→ **Selection**:
++++

Background information
- Origin: Seattle, Washington, U.S.
- Genres: Soul jazz
- Years active: 2015–present
- Label: Colemine
- Members: Delvon Lamarr Brice Calvin Ashley Ickes
- Past members: David McGraw Colin Higgins Keith Laudieri Doug Octa Port Dan Weiss Jimmy James Julian MacDonough Miles "Smiles" Harris
- Website: dlo3music.com

= Delvon Lamarr Organ Trio =

American soul/jazz trio

The Delvon Lamarr Organ Trio, also known as DLO3, is an American soul-jazz group founded in 2015. The band has released five albums. Their debut album, titled Close But No Cigar, charted at number one on the U.S. Contemporary Jazz Albums chart.

== Career ==
The Delvon Lamarr Organ Trio was founded in 2015 and originally consisted of keyboardist Delvon Lamarr (Dumas) on Hammond B-3, guitarist Colin Higgins and drummer David McGraw. Soon after guitarist Jimmy James (Williams) replaced Higgins. All members had been active instrumentalists in the Seattle music scene. With the help of Lamarr's wife, Amy Novo (AKA "Shortcake Mafia"), acting as manager and booking agent, the group was solidified. Originally a drummer and trumpet player, Lamarr switched to organ at the age of 22. He said he picked up the instrument naturally by observing organist/keyboardist Joe Doria, whose band Lamarr was drumming in at the time. James and McGraw had previously co-founded "The True Loves", a Seattle-based nine-piece soul band.

The DLO3 has toured in the United States and abroad and has performed in several music festivals including the Detroit and the Monterey Jazz Festivals. The trio's debut album Close But No Cigar was originally released in 2016 (on CD), and was re-released in March 2018 (on both LP and CD) by Colemine Records. The album reached number one on the U.S. Contemporary Jazz Albums chart and number three on the U.S. Jazz Albums chart. In April 2018, the band released a live album titled Live at KEXP! (on both LP and CD) that was recorded May 13, 2017. It reached number 10 on the Jazz Albums chart. In 2018 the band toured nationally and in Europe in support of the albums. In late 2018, drummer Doug Octa Port replaced McGraw. Drummer Michael Duffy joined the band for their 2019 European Tour. New drummer, Dan "Vanilla" Weiss (from "The Sextones") joined in 2021. As of August 2022, drummer Julian "Thunderfoot" MacDonough will be replacing Weiss.

++++

→ **Given entries**:
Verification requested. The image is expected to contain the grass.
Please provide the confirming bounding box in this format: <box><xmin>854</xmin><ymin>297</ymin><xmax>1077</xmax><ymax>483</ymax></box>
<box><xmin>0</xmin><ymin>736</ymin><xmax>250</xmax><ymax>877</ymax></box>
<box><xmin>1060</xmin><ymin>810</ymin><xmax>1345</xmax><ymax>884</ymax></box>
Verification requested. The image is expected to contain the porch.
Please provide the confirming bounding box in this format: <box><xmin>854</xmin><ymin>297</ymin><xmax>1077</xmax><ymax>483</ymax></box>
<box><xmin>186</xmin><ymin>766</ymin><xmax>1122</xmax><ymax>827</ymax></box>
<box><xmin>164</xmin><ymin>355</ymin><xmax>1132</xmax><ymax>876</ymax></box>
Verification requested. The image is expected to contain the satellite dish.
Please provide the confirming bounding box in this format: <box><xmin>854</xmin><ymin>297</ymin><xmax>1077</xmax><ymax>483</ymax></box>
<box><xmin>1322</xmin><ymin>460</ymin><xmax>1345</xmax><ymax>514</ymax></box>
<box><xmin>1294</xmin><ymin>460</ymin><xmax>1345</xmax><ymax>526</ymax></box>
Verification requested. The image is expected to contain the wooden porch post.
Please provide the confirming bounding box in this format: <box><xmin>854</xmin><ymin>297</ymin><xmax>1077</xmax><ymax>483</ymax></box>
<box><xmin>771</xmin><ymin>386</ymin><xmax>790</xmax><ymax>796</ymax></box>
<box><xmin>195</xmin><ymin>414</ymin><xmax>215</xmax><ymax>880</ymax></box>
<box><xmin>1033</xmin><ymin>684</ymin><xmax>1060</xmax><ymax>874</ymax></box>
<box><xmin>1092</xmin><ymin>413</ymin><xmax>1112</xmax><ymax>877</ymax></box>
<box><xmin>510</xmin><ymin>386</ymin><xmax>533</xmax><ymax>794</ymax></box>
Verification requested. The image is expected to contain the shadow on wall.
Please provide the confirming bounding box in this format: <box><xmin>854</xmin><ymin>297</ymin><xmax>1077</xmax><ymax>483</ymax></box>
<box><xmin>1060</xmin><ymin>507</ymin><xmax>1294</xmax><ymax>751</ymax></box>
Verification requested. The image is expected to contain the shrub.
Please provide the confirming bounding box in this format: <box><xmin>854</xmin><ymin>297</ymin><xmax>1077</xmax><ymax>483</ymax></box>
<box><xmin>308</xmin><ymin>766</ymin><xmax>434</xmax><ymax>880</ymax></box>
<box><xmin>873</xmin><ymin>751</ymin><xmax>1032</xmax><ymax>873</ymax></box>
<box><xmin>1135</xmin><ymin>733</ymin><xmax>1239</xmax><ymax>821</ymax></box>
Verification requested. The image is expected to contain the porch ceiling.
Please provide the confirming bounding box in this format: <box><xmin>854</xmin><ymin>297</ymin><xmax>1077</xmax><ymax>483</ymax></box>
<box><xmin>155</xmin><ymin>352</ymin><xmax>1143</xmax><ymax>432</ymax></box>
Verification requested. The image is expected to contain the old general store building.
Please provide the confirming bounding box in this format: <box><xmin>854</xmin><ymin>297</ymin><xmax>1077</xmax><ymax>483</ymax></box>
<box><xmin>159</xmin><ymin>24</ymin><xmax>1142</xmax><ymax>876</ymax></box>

++++

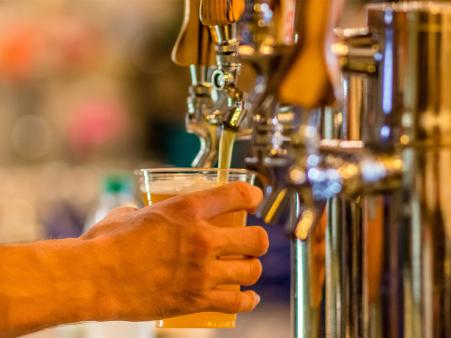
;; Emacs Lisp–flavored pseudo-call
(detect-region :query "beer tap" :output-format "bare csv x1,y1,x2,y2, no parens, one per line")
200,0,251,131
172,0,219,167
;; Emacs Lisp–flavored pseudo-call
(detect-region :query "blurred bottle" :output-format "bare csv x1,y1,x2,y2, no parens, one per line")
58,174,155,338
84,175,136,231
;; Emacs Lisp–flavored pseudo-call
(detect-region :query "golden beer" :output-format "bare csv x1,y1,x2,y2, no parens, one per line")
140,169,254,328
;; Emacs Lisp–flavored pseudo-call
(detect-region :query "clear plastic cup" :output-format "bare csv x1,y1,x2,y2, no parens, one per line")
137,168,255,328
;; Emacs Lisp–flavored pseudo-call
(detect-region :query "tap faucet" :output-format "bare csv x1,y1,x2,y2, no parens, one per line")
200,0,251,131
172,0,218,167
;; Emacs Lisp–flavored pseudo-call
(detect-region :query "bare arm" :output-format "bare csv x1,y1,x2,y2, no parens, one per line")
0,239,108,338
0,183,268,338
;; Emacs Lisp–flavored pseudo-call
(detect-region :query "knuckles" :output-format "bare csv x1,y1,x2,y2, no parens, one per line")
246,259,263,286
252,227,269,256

++++

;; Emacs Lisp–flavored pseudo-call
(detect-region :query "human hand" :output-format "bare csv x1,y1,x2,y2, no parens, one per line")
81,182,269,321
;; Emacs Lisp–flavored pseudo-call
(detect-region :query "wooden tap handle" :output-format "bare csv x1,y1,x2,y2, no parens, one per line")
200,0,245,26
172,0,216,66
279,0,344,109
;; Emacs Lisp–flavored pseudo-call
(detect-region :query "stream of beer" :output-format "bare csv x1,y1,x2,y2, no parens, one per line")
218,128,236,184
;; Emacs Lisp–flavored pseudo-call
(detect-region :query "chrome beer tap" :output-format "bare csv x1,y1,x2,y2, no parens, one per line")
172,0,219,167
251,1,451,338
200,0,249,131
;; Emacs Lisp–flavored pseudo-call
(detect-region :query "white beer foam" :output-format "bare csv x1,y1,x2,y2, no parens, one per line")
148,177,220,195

++++

→ **Instructions**:
1. Answer each of these from the article on the Delvon Lamarr Organ Trio:
(a) At what age did Delvon Lamarr switch to organ?
(b) What number did Live at KEXP! reach on the Jazz Albums chart?
(c) Which drummer replaced McGraw in late 2018?
2. Keep writing the article on the Delvon Lamarr Organ Trio, starting after its final sentence.
These lines have nothing to do with the article on the Delvon Lamarr Organ Trio.

→ **Task-by-task outputs**:
1.
(a) 22
(b) Number 10
(c) Doug Octa Port

2.
On January 29, 2021, the group released their sophomore studio album I Told You So via Colemine Records. The album debuted atop multiple Billboard Charts: number one on the Contemporary Jazz Album chart, number three on the Jazz Album chart, number four on the Tastemaker Album chart, and number 12 on the Heatseeker Album chart.

Jimmy James left the band to pursue a new project ('Parlor Greens'), and was replaced in January 2023 by guitarist, Miles "Smiles" Harris. A finger injury sustained shortly after joining the band meant that Harris was sidelined, for their 2023 UK tour at least, and the DL03 consisted of Delvon Lamarr, Josh Perdue on guitar, and Ehssan "Ace" Karimi on drums.

==Style==
The band's is an organ trio whose music is rhythm-based and rooted in the 1950's, 60's and 70's soul-jazz, funk and blues styles, reminiscent of Booker T. & the M.G.'s and The Meters. Bandleader Lamarr described it as "soul music with a strong jazz influence". He credits their 'sound' to the chemistry of the band members.

== Band members ==

Current members
- Delvon Lamarr – Hammond B-3 organ (2015–present)
- Brice Calvin – guitar (2025–present)
- Ashley Ickes – drums (2025–present)

Former
- Colin Higgins – guitar (2015)
- Jimmy James – guitar (2015–2022)
- Miles "Smiles" Harris – guitar (2023–2025)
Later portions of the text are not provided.